— begin —

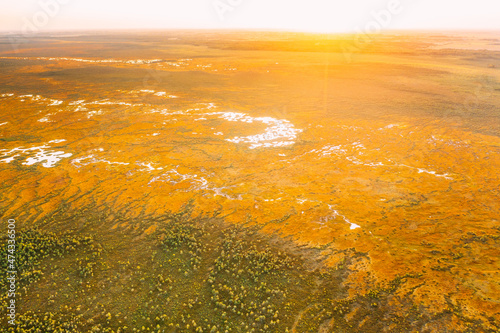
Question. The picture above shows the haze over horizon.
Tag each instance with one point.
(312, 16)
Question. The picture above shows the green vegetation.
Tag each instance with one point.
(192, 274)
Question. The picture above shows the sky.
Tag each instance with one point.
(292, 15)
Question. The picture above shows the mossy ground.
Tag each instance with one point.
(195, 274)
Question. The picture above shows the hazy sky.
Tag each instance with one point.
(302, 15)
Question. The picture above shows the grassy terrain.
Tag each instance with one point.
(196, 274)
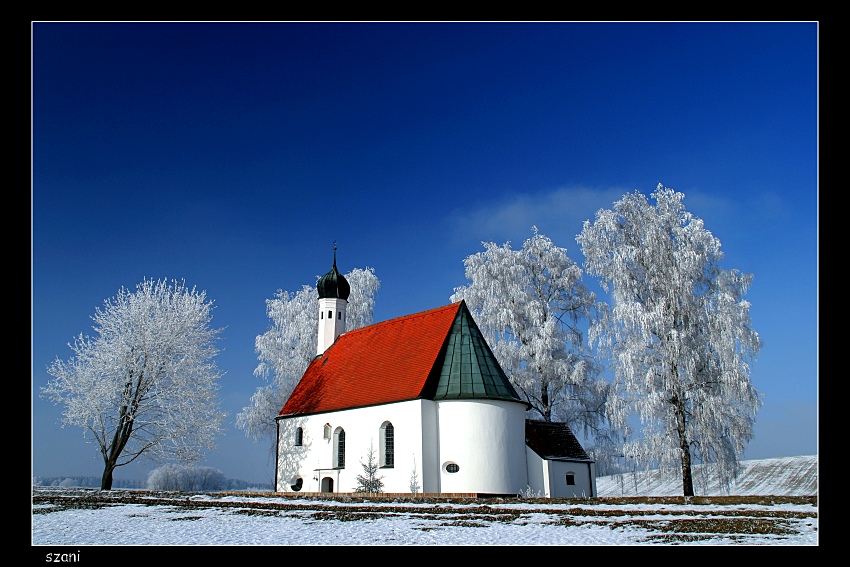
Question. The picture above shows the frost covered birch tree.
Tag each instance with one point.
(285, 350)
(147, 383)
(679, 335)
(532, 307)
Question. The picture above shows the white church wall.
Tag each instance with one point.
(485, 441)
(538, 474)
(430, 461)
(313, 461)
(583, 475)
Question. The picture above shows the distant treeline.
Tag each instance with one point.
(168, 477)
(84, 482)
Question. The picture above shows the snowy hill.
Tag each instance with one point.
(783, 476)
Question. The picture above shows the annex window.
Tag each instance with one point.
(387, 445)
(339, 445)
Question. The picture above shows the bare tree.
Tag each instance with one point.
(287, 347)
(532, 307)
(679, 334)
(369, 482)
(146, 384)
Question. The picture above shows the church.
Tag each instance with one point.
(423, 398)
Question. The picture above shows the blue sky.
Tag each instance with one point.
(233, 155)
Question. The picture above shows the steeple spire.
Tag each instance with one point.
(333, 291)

— end —

Put every line of the records above into a single numbered list, skipping blank lines and leaving out the pictures.

> [Problem solution]:
1. Question. The picture above shows the haze over horizon.
2. Tag each instance with one point.
3. (312, 16)
4. Question. The picture above shows the green vegetation.
5. Tag each instance with one point.
6. (192, 274)
7. Question. The picture above shows the sky.
8. Tag each instance with one point.
9. (292, 15)
10. Question. The picture above shows the mossy ground.
11. Tag each instance with one point.
12. (195, 274)
13. Question. The picture above shows the hazy sky.
14. Tag each instance with one point.
15. (302, 15)
16. Question. The picture above shows the grassy terrain.
17. Tag each instance with one point.
18. (196, 274)
19. Question. The picture above shows the frost covered birch tree.
20. Tag each instance with one point.
21. (285, 350)
22. (147, 383)
23. (679, 335)
24. (532, 307)
25. Question. The picture above shows the white church wall.
26. Tag each instance with one point.
27. (485, 441)
28. (538, 474)
29. (430, 461)
30. (313, 461)
31. (583, 475)
32. Question. The picture above shows the distant treeline.
33. Tag each instance with one point.
34. (168, 477)
35. (84, 482)
36. Question. The picture above shows the snowy hill.
37. Tag each instance with one point.
38. (783, 476)
39. Question. The picture above shows the annex window.
40. Tag each instance with one point.
41. (387, 445)
42. (339, 445)
43. Question. The picture above shows the bare tree.
44. Tag each instance with one point.
45. (287, 347)
46. (532, 307)
47. (679, 334)
48. (369, 482)
49. (146, 384)
50. Question. The picture above shows the church.
51. Tag each instance with one point.
52. (423, 398)
53. Question. The picture above shows the blue sky.
54. Tag each instance with one point.
55. (233, 155)
56. Question. The picture above shows the steeple spire.
57. Tag each instance with one point.
58. (333, 291)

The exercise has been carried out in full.